Return the records word for word, from the first line through the line that contains "[0,21,1477,812]", including that line.

[Records in a dataset]
###

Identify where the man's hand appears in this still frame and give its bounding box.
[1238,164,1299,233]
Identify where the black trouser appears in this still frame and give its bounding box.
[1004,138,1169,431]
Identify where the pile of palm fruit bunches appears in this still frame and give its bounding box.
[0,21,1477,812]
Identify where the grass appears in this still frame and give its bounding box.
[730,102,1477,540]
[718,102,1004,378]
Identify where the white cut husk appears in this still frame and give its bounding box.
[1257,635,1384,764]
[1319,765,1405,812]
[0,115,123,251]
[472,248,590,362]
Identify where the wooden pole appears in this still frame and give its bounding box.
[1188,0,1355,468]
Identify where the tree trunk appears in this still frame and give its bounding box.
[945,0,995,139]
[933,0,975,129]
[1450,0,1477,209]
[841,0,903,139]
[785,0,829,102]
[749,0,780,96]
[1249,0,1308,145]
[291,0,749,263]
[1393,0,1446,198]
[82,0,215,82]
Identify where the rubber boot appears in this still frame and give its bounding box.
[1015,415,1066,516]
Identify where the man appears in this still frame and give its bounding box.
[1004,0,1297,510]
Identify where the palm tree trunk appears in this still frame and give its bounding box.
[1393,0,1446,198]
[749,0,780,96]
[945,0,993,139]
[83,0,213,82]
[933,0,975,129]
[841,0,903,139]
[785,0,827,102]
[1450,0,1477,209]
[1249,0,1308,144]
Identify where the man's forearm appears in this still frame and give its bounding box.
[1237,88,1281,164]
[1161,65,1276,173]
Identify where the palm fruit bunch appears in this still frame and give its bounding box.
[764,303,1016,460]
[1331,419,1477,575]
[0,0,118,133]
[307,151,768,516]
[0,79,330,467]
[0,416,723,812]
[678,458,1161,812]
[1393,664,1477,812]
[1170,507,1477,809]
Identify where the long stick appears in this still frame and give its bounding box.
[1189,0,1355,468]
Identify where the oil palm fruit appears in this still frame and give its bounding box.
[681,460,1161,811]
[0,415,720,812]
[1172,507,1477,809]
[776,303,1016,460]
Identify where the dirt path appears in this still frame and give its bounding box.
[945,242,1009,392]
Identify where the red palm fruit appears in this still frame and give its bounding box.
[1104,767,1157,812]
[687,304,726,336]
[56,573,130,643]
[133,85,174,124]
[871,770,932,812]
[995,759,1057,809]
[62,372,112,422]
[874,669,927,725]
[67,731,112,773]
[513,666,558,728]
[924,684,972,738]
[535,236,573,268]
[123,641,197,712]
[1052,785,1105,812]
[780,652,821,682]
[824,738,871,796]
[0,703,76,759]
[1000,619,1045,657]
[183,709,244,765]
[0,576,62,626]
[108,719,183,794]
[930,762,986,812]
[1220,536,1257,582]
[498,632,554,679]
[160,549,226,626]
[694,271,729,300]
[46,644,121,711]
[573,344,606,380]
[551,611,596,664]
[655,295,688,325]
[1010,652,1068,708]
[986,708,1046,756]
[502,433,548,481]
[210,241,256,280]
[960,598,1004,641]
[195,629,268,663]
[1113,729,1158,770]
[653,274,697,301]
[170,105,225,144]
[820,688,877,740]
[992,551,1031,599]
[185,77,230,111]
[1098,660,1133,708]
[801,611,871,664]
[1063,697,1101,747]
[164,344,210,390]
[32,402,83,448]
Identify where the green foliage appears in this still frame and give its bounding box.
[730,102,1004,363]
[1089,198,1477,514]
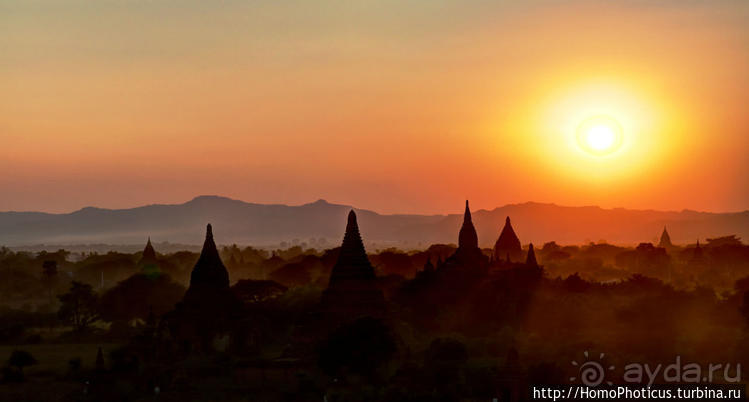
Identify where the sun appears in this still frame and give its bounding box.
[577,116,623,156]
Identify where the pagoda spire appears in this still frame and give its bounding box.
[494,216,523,262]
[525,243,538,268]
[658,226,674,248]
[322,210,385,317]
[458,200,479,250]
[185,223,229,288]
[330,210,375,285]
[424,256,434,272]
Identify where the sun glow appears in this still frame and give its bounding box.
[577,116,624,156]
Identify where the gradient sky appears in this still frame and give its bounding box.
[0,0,749,213]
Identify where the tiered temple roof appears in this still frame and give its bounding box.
[322,210,385,316]
[658,226,674,249]
[525,243,538,268]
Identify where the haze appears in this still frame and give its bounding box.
[0,0,749,213]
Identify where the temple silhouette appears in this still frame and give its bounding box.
[322,210,386,318]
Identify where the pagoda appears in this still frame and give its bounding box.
[658,226,674,250]
[494,216,523,262]
[322,210,385,318]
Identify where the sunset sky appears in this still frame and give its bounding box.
[0,0,749,213]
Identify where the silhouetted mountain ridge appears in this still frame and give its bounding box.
[0,195,749,248]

###

§ Task output:
Identify where the man's hand appears in this still frame and give its bounding box.
[1238,164,1299,233]
Identify where the black trouser appears in this still frame and give its bounding box.
[1004,138,1169,431]
Identify where the pile of palm fruit bunches appears in this still frame and give its bounding box.
[0,21,1477,812]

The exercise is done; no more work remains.